▸ **PAGE TEXT**:

Your best bet is to put that one site on a separate machine. If it was
enough to saturate the T1, then it is probably working the machine's
resources pretty heavey as well. You should put it on a dedicated machine.
Then you won't have to worry about the routing issue at all and there is no
way this site could adversely effect any others if the load gets too heavey.
This is what we did with our own site. It is hosted at the ISP's location
but they have our site all by itself on a dedicated machine. We lease the
hardware from them and they maintain it and upgrade it as needed, it is
completely worry-free from our perspective. Yet we still maintain full
control of any content, components, or software that goes on the machine.
--
Phillip Windell [MCP, MVP, CCNA]
www.wandtv.com
"Pete Mackey" <(E-Mail Removed)> wrote in message
news:(E-Mail Removed)...
> Hi! Help!?
>
> First, why...
> One of the 5 websites we host here on our server gets more traffic than
our
> T1 can hold. We cannot get rid of the T1 (contract), so a new fiber line
was
> ordered.

▸ **STATED TASK 1**: Translate this sentence from the hosting post into Spanish: "This is what we did with our own site."
▸ **STATED TASK 2**: In the hosting post, who maintains and upgrades the leased hardware?
▸ **STATED TASK 3**: Pick up the hosting post where it stops and continue it.
The listing that comes after this plays no part in the work.

▸ **SUPPLIED DATA**:
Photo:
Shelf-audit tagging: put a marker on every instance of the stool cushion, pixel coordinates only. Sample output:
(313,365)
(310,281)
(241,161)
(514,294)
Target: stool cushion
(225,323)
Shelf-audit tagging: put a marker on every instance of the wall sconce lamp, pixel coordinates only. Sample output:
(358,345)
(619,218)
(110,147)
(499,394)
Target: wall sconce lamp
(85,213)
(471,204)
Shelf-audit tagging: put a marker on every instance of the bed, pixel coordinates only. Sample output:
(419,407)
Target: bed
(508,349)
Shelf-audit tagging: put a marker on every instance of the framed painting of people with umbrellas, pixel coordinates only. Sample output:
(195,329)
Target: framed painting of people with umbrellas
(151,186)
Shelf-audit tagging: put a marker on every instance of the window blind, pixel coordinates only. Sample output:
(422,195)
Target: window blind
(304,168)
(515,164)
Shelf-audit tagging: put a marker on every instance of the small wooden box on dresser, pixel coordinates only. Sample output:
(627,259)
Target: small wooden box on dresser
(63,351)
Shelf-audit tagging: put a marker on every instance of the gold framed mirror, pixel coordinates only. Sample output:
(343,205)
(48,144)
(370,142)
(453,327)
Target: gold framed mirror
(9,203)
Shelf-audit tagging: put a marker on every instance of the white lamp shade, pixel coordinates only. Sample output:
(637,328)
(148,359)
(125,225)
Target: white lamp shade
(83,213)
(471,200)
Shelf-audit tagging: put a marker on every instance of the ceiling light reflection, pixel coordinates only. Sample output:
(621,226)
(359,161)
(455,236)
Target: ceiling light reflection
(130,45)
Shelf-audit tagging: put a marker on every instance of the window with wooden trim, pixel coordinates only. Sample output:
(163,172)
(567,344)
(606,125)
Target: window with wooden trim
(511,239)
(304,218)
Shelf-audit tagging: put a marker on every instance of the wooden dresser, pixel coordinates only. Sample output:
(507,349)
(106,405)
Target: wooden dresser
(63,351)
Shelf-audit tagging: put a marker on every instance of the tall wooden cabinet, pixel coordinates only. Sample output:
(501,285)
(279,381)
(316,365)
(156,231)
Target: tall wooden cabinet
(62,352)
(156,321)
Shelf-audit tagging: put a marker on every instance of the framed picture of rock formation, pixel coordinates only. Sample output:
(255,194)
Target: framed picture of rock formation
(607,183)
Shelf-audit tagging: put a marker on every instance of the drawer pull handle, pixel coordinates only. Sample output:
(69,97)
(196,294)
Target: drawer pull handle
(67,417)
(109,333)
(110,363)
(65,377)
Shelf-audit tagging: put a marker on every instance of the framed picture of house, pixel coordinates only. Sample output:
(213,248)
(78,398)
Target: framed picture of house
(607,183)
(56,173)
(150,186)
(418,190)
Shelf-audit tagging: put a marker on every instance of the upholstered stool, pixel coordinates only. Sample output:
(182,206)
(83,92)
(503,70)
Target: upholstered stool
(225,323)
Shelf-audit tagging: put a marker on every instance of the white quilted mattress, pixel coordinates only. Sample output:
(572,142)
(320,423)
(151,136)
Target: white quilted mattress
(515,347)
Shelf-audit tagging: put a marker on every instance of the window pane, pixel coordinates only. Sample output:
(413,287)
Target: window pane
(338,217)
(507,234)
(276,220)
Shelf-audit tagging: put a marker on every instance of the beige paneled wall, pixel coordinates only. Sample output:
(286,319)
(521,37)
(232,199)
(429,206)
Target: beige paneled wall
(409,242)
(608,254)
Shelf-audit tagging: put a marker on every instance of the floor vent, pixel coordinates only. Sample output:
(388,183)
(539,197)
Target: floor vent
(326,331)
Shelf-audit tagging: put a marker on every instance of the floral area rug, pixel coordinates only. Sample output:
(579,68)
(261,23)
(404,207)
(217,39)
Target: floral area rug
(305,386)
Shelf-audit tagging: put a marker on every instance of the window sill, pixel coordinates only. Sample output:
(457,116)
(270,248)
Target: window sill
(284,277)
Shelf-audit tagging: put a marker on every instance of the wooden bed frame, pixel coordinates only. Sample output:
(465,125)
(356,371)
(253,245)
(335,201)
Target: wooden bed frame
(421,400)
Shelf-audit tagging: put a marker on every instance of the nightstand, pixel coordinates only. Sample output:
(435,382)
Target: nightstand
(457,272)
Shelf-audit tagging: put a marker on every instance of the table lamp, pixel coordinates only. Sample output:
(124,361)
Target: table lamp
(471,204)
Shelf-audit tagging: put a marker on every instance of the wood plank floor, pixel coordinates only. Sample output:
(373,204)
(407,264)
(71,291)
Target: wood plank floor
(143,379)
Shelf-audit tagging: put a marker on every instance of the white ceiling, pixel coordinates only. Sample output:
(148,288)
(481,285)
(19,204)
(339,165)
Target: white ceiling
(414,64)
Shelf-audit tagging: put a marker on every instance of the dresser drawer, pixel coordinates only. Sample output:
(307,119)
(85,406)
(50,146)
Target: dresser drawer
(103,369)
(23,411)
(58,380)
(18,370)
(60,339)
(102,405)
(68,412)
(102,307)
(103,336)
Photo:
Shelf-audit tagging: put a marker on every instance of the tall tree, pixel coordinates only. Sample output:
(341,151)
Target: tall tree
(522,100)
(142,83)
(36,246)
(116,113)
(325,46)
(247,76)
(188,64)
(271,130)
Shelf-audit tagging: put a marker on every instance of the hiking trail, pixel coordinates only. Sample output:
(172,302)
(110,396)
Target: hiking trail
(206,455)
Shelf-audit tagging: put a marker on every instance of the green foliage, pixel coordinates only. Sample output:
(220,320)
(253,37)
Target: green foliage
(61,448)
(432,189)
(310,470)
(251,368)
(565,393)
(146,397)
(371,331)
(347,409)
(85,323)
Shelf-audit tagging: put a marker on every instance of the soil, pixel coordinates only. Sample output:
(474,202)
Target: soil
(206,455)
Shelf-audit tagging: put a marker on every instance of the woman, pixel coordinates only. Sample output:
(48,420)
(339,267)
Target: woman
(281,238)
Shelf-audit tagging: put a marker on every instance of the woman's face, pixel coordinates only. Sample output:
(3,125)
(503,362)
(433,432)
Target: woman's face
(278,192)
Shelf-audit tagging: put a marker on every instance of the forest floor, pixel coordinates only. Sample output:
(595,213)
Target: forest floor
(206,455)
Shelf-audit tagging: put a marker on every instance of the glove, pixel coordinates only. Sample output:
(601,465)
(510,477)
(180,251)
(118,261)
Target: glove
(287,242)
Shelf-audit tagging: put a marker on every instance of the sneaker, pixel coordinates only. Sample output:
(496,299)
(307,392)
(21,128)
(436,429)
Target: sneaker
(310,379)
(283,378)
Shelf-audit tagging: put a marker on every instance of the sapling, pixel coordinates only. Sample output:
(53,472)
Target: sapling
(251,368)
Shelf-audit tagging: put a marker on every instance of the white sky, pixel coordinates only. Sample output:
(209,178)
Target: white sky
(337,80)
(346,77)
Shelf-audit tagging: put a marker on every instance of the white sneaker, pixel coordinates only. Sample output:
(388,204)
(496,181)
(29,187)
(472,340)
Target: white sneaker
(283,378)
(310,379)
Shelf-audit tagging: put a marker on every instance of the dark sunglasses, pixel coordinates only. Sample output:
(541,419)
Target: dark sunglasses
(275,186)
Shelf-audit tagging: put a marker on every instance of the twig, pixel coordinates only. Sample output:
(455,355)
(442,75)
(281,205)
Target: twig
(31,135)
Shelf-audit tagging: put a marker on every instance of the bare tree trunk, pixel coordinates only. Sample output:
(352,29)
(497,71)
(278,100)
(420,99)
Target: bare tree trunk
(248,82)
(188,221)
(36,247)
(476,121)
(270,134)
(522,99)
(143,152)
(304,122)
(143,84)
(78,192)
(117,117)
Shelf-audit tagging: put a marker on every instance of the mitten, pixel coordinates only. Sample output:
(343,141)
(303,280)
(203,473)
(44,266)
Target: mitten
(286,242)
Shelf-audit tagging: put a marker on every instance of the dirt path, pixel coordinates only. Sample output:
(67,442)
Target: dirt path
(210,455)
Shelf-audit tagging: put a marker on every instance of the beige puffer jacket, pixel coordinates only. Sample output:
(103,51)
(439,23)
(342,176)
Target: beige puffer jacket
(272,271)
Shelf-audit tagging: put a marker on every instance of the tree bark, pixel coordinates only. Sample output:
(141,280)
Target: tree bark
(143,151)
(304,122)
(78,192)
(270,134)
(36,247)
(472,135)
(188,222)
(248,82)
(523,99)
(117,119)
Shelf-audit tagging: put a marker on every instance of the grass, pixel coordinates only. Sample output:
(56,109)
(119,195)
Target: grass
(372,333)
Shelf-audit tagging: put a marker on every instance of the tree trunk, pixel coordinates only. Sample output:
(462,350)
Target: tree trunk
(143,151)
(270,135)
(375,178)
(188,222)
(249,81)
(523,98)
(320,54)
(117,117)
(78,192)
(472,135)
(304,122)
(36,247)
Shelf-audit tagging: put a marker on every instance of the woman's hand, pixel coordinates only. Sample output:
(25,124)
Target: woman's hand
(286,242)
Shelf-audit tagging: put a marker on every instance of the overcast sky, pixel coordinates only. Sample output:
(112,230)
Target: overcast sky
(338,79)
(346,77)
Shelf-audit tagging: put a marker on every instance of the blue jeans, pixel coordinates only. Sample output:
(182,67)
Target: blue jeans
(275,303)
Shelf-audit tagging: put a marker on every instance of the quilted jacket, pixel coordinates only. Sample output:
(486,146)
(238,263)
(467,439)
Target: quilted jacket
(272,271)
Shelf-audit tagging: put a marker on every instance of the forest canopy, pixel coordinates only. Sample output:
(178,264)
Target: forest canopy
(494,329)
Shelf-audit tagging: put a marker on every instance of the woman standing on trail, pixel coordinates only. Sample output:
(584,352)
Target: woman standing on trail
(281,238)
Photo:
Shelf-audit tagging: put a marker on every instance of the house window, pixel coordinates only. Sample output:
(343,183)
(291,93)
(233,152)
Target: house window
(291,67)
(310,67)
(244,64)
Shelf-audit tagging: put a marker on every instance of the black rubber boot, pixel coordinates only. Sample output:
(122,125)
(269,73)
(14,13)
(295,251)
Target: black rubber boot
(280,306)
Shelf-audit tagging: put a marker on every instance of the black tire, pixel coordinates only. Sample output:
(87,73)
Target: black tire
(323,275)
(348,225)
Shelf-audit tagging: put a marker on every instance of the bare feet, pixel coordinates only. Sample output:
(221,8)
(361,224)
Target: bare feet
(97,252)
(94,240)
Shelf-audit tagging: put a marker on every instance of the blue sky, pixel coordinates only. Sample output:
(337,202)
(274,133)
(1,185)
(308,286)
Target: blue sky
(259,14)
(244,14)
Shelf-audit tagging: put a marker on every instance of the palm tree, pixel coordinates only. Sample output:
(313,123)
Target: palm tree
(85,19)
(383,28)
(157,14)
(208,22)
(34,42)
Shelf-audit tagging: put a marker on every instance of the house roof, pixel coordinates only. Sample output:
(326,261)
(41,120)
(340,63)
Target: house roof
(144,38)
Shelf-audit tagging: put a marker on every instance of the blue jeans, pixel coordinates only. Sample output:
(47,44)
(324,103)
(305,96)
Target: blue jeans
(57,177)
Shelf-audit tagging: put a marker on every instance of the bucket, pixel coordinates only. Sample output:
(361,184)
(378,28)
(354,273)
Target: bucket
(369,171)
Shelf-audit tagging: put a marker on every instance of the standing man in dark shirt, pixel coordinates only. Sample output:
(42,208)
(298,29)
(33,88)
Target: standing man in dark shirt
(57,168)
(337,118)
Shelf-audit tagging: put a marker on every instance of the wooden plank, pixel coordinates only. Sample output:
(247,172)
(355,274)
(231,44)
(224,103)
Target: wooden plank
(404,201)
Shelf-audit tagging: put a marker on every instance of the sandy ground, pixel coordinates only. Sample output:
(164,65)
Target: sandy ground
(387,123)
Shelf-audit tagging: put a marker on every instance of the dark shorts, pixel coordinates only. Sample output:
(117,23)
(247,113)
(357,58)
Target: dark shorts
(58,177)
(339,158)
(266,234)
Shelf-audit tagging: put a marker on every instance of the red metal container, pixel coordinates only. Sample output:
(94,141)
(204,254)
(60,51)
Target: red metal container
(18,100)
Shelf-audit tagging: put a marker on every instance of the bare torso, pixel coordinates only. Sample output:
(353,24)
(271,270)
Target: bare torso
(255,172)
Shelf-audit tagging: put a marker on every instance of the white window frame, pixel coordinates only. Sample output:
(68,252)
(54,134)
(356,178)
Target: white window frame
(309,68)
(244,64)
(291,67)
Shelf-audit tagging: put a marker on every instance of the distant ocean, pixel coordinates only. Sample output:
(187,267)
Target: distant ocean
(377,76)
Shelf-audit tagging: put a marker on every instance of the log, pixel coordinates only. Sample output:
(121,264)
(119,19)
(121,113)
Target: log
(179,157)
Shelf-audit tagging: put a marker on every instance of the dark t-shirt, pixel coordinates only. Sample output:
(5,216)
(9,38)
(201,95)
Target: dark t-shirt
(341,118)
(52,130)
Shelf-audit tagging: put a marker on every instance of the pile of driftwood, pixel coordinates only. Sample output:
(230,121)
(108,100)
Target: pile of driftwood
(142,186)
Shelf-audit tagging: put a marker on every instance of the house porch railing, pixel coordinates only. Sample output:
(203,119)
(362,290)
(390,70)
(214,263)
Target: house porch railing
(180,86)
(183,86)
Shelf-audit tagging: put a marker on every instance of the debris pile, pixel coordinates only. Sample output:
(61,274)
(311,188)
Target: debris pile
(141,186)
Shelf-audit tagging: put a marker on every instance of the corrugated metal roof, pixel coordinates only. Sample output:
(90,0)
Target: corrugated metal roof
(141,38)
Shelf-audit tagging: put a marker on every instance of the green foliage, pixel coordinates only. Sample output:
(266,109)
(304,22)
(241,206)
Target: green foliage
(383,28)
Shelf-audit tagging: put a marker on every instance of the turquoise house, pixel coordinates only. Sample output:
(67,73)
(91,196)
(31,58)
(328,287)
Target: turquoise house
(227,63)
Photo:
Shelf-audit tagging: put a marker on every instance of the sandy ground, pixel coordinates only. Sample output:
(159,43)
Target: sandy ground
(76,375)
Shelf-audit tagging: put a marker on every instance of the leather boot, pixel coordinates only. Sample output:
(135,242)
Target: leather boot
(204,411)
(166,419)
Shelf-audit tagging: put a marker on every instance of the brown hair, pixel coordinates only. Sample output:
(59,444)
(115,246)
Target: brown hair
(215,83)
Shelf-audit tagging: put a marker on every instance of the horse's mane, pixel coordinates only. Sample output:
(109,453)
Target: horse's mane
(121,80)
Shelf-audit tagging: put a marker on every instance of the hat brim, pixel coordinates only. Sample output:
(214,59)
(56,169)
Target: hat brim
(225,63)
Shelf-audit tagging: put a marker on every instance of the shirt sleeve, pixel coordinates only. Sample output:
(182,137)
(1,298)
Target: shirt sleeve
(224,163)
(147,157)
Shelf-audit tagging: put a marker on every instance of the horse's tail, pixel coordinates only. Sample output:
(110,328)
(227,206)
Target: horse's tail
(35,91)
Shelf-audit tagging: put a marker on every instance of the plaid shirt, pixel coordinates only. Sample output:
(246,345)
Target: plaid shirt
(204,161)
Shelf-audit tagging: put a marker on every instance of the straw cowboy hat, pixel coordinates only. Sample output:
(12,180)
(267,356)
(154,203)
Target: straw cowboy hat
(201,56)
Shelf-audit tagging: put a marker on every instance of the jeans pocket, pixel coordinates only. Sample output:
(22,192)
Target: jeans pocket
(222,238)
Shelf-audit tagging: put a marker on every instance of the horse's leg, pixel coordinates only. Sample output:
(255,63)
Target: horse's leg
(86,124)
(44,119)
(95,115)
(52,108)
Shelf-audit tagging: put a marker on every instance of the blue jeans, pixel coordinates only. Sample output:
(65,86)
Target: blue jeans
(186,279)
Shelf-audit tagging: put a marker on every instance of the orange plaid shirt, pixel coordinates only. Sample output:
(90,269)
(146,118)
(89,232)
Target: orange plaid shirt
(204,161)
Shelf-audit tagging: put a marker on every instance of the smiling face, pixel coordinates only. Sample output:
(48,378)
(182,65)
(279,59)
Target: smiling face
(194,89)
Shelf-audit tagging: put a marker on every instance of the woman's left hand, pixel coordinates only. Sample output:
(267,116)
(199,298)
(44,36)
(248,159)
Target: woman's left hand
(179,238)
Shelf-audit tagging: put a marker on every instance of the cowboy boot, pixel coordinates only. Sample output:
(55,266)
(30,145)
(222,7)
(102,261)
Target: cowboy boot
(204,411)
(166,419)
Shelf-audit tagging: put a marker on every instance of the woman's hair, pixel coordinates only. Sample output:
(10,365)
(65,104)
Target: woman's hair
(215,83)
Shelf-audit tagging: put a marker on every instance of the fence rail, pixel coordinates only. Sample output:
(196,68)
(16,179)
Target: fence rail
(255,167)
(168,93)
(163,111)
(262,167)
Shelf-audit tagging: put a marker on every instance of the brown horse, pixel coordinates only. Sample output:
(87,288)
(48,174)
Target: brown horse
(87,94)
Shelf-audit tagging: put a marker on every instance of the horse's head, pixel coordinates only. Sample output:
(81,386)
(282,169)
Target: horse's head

▸ **RESPONSE 1**: Esto es lo que hicimos con nuestro propio sitio.

▸ **RESPONSE 2**: The ISP maintains it and upgrades it as needed.

▸ **RESPONSE 3**:
>
> Second, problem...
> The server has 3 Nics. 1 attaches to the network with the T1. 1 attaches
to
> a dedicated database server. 1 is available.
>
> The idea here is to use the available Nic for the fiber line. I do NOT
want
> the share the lines. I want to force traffic from the 1 website through
the
> fiber line. (note: the fiber line won't connect to network, just directly
to
> this NIC). I also need to make sure the requests from the fiber line go
back
> out through the fiber line.
>
> I know you can't use multiple default gateways on a machine, however,
> someone suggested possible using FQDN routing(?). I'm not even sure where
to
> start with this one.
>
> Any suggestions where I should start?
>
> Thanks for the help!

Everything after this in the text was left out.